### Stated goal:
Retype the following records line for line, exactly as they appear, and omit the pictures from your answer.

### Raw records:
-*-*-

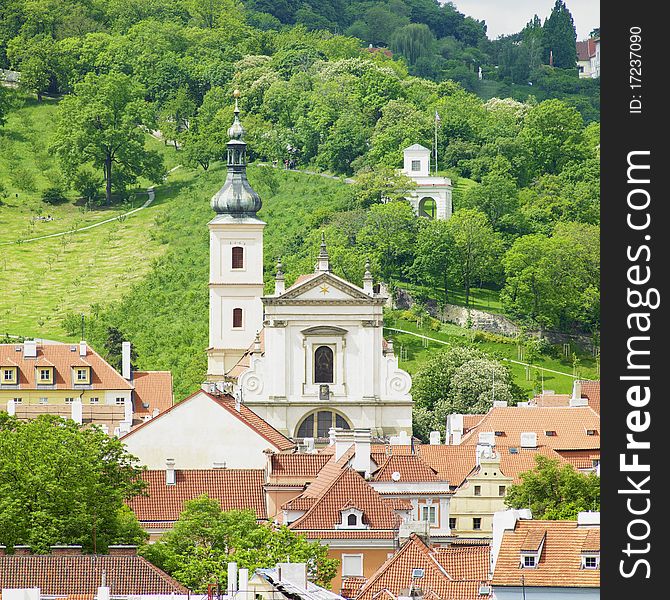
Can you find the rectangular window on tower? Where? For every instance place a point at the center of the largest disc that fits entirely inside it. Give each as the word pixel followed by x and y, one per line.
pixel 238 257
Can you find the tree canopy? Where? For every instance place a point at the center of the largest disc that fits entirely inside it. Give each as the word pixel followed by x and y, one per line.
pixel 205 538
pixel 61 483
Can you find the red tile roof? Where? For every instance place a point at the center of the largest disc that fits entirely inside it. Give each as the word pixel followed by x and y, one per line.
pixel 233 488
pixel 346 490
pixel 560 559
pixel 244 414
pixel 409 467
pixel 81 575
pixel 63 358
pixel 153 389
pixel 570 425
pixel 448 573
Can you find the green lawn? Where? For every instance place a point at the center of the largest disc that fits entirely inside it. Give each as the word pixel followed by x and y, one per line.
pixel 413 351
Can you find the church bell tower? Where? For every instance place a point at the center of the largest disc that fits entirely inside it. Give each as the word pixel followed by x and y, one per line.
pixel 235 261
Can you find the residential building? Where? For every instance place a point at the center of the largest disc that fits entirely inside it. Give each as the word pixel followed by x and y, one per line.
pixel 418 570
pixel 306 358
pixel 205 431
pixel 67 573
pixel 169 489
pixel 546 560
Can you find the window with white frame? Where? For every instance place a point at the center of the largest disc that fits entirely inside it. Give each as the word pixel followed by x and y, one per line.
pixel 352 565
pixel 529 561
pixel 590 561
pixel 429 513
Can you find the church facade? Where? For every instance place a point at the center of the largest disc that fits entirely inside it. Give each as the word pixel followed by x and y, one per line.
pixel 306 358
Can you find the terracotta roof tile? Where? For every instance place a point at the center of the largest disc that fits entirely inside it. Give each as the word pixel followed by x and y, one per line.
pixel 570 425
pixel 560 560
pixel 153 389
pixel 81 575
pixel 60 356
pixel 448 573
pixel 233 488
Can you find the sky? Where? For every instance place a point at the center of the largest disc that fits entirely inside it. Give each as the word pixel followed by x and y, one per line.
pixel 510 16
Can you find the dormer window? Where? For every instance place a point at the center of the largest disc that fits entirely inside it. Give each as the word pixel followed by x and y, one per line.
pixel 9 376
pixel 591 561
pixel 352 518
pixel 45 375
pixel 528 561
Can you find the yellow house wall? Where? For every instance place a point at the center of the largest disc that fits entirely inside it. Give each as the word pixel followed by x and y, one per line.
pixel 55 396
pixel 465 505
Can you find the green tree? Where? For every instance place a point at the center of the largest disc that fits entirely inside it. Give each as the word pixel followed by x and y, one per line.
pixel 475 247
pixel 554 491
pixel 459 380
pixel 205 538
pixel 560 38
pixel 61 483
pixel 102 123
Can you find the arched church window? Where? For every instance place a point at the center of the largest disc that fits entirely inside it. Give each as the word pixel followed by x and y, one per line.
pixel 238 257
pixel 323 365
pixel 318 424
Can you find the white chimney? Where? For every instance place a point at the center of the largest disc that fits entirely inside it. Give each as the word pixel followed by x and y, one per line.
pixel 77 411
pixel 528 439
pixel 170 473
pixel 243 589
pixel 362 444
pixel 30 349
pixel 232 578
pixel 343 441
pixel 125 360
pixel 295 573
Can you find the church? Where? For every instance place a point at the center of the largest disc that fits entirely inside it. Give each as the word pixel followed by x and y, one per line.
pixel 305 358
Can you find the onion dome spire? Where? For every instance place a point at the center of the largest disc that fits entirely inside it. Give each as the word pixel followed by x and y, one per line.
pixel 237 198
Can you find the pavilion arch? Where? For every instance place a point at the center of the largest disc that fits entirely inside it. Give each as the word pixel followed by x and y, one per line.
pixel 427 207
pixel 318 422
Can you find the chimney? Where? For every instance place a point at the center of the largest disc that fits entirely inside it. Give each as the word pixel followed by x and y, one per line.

-*-*-

### Finished task:
Can you find the rectangular window on tower? Where? For every instance place a point at the center of the largest disc that fits entirely inside it. Give each as the word pixel followed by x and y, one per line.
pixel 238 257
Can you find the tree canopy? Where? For every instance place a point at the center of the largest disc that fits entirely inside it. Give each as the word pixel followed by x and y, one per line.
pixel 205 538
pixel 61 483
Can you find the red tile roof? Where? For every instance place a point at the center of the largest disc that fits entirely inside it. Give each as the word pixel followed by x and y, one per line.
pixel 233 488
pixel 346 490
pixel 560 559
pixel 244 414
pixel 409 467
pixel 81 575
pixel 63 358
pixel 153 389
pixel 570 425
pixel 448 573
Can you find the green lawn? Where? For every instance place a point at the center of the largest disc that fits entirely inside it. Give each as the word pixel followed by x and y, one per line.
pixel 413 351
Can you find the church bell tower? Where? For every instance place a point at the center of the largest disc that fits entirely inside it. Give each as the word pixel followed by x and y, one per line.
pixel 235 261
Can you find the residential building? Where? For every instance place a point at the center of the largest disc that fits entirely inside it. Give each as the word pixel followed by x and y, one per line.
pixel 418 570
pixel 306 358
pixel 205 431
pixel 67 573
pixel 169 489
pixel 546 560
Can you find the window with white frame? Where? For every instance place a point at the center of the largest disc that fits entirely inside it. Give each as the word pixel followed by x and y, one per line.
pixel 352 565
pixel 529 561
pixel 590 561
pixel 429 513
Can you find the church facade? Where? For every instance place a point at the center of the largest disc that fits entirely inside it. Give each as the word pixel followed by x and y, one per line.
pixel 306 358
Can you find the terracotta roof tile? Where? For every instance place a point at the center of the largest disc that fits entirely inside it. Give each as the word pixel followed by x and y, one per line.
pixel 570 425
pixel 560 560
pixel 153 389
pixel 81 575
pixel 60 356
pixel 448 573
pixel 233 488
Can you find the sky? Where? For every instance place a point at the center of the largest disc that fits entirely inside it. Give each as the word pixel followed by x and y, one per line.
pixel 510 16
Can you find the dormer window? Where? For every instance place a point at the center of the largest disc that fits entirely inside it. Give each as the word pixel followed by x and y, one per line.
pixel 9 376
pixel 591 561
pixel 352 518
pixel 45 375
pixel 528 561
Can you find the yellow house wall? Where? For every instance place a point at the center of the largest disc that fits entirely inside it. Give each as the word pixel followed by x and y, one per line.
pixel 55 396
pixel 465 505
Can you find the green tree? Where? For every instance place a point at the center of the largest disc that fits entirely inside it. Give each as the word pixel followed by x and y, one per line.
pixel 475 247
pixel 554 491
pixel 459 380
pixel 205 538
pixel 560 38
pixel 61 483
pixel 102 123
Can you find the arched church window? Where? For every instance place a point at the center of the largest disc that fits entirely inside it. Give each as the word pixel followed by x and y, one per line.
pixel 238 257
pixel 323 365
pixel 318 424
Can you find the white chimney? Where? For every instance place a point at the center of the largest disc that fits entirely inside it. Give each as the word pixel followed by x and y, one per line.
pixel 77 411
pixel 528 439
pixel 170 473
pixel 243 589
pixel 362 444
pixel 30 349
pixel 232 578
pixel 343 441
pixel 125 360
pixel 295 573
Can you find the church? Where? For every instance place a point at the center of the largest disc that fits entirely inside it. Give each as the word pixel followed by x and y, one per line.
pixel 305 358
Can you find the onion dome spire? Where? For every instance place a point at the center of the largest disc that fits entirely inside it. Give each as the word pixel followed by x and y, one per line.
pixel 237 198
Can you find the pavilion arch? Where? For every instance place a point at the center of the largest disc that fits entirely inside it. Give each as the word pixel followed by x and y, one per line.
pixel 427 207
pixel 318 422
Can you find the chimney? Where? For every instance place a point at the center of the largest disc that fits entirely inside it. Give each as the word pixel followed by x and y, one per line.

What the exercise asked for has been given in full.